## Work to do
Please rewrite the listing below, changing each "marks a pin" to "places a marker" and leaving everything else unchanged.

## Dataset excerpts
----

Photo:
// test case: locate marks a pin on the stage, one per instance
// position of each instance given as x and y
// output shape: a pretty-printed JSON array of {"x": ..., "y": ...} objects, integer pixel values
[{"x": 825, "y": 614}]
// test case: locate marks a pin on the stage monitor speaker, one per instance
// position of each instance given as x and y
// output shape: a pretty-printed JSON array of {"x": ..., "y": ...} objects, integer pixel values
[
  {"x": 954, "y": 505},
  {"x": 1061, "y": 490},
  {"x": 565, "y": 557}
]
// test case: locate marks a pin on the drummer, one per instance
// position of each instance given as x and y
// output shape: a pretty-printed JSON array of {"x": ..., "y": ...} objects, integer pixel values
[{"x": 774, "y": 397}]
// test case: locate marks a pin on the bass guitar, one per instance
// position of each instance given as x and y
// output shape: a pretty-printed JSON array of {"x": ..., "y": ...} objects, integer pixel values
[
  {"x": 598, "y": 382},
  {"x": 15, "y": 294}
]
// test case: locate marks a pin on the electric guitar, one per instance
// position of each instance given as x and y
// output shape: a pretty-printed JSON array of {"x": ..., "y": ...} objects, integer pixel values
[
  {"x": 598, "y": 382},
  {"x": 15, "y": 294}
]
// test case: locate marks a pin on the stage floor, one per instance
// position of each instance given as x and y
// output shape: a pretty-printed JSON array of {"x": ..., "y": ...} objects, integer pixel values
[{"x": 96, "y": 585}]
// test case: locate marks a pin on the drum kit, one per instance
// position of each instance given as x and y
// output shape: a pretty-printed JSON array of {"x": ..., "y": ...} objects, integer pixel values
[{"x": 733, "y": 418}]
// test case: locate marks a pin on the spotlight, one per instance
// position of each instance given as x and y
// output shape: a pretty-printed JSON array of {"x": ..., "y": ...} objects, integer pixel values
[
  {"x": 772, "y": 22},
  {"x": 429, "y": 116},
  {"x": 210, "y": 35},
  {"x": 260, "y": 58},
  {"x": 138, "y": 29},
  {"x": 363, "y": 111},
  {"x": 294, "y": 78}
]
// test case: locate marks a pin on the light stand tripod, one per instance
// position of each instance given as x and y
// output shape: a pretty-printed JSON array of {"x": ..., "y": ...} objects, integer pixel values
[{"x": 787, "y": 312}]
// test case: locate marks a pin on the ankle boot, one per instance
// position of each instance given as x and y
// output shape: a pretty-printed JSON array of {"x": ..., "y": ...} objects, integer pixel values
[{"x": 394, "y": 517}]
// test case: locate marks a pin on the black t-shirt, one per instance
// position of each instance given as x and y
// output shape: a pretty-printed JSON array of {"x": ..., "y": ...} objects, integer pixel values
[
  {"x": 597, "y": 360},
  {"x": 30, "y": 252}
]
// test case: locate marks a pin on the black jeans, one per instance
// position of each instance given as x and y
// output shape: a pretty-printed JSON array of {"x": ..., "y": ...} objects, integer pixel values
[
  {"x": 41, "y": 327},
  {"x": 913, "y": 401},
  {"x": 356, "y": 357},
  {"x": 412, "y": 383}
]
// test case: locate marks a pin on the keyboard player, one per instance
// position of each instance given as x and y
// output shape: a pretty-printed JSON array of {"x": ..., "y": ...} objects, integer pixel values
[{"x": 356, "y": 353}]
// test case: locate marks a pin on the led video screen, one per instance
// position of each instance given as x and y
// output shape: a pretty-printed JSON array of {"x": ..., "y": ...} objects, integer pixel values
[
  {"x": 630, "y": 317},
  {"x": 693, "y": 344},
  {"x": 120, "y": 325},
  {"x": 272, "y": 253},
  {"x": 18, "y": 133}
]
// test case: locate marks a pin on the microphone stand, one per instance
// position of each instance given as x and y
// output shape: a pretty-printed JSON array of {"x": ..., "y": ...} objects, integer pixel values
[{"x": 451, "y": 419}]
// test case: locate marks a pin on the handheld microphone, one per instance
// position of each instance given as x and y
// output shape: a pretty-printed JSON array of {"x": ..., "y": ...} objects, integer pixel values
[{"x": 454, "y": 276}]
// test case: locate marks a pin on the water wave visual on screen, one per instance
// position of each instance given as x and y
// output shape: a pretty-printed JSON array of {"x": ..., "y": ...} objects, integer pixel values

----

## Solution to the problem
Photo:
// test case: locate places a marker on the stage, one per instance
// position of each instance given as x and y
// output shape: a pretty-printed JSON array of {"x": ..., "y": ...} objects, integer pixel values
[{"x": 825, "y": 614}]
// test case: locate places a marker on the stage monitor speaker, one per instance
// position of each instance given as x and y
// output shape: a pretty-printed JSON array of {"x": ..., "y": ...} objects, integer pixel values
[
  {"x": 954, "y": 505},
  {"x": 1061, "y": 490},
  {"x": 565, "y": 557}
]
// test case: locate places a marker on the drummer, one per instance
// position of each instance given as x and y
// output shape: a pretty-printed JSON array of {"x": ..., "y": ...} objects, integer pixel values
[{"x": 774, "y": 397}]
// test case: locate places a marker on the bass guitar, one per instance
// position of each instance given as x and y
// output shape: a pretty-printed JSON array of {"x": ..., "y": ...} objects, integer pixel values
[
  {"x": 598, "y": 382},
  {"x": 15, "y": 294}
]
// test case: locate places a marker on the electric guitar, one per instance
// position of each instance given as x and y
// output shape: a pretty-printed JSON array of {"x": ..., "y": ...} objects, integer pixel values
[
  {"x": 598, "y": 382},
  {"x": 15, "y": 294}
]
// test case: locate places a marker on the stage floor, one per instance
// position of each instance given as x and y
// output shape: a pretty-printed JSON array of {"x": ..., "y": ...} objects, integer pixel values
[{"x": 96, "y": 585}]
// test case: locate places a marker on the drum kit, one per instance
// position of each instance given as x and y
// output shape: a pretty-printed JSON array of {"x": ..., "y": ...} objects, integer pixel values
[{"x": 733, "y": 418}]
// test case: locate places a marker on the spotlight, one per instance
// position of each instance given as x and y
// output shape: a pretty-printed JSON array of {"x": ..., "y": ...} objects, integer pixel values
[
  {"x": 772, "y": 22},
  {"x": 429, "y": 116},
  {"x": 210, "y": 35},
  {"x": 260, "y": 58},
  {"x": 138, "y": 29},
  {"x": 363, "y": 111},
  {"x": 294, "y": 78}
]
// test case: locate places a marker on the light stand tripod, one per instance
// position of each instance given as x and y
// output shape: a pretty-printed JSON array of {"x": ..., "y": ...} objects, integer pixel values
[{"x": 787, "y": 312}]
// test case: locate places a marker on the ankle boot, one per instance
// position of each instance given as x and y
// output shape: a pretty-printed JSON array of {"x": ..., "y": ...} objects, integer pixel values
[{"x": 394, "y": 517}]
// test case: locate places a marker on the black t-shirt, one per instance
// position of each instance given as x and y
// output shape: a pretty-printed JSON array of {"x": ..., "y": ...} objects, integer pixel values
[
  {"x": 597, "y": 360},
  {"x": 30, "y": 252}
]
// test case: locate places a marker on the black jeans, one per instance
// position of each instance given as x and y
// output shape: a pretty-printed JSON array of {"x": ..., "y": ...} objects, integer pixel values
[
  {"x": 41, "y": 327},
  {"x": 913, "y": 401},
  {"x": 356, "y": 357},
  {"x": 412, "y": 383}
]
// test case: locate places a marker on the keyboard player, one per instance
// position of each instance given as x and y
// output shape: a pretty-printed JSON array of {"x": ..., "y": ...} objects, integer pixel values
[{"x": 356, "y": 353}]
// test case: locate places a marker on the led video screen, one per instance
// position of each instance given as x and y
// output shape: a pretty-printed JSON array of {"x": ..., "y": ...} objects, integer pixel values
[
  {"x": 630, "y": 317},
  {"x": 693, "y": 344},
  {"x": 120, "y": 325},
  {"x": 272, "y": 253},
  {"x": 18, "y": 133}
]
// test case: locate places a marker on the microphone stand, one per instance
// position of each instance given as x and y
// output shape: a pretty-printed JSON array of {"x": ..., "y": ...} objects, integer pixel values
[{"x": 451, "y": 419}]
// test case: locate places a marker on the handheld microphone, one per instance
// position of each instance given as x and y
// output shape: a pretty-printed JSON array of {"x": ..., "y": ...} objects, integer pixel values
[{"x": 454, "y": 276}]
// test case: locate places a marker on the water wave visual on screen, one per instance
// position of each instance given as x and y
// output shape: a pretty-printed JSON array of {"x": ..., "y": ...} objects, integer pixel values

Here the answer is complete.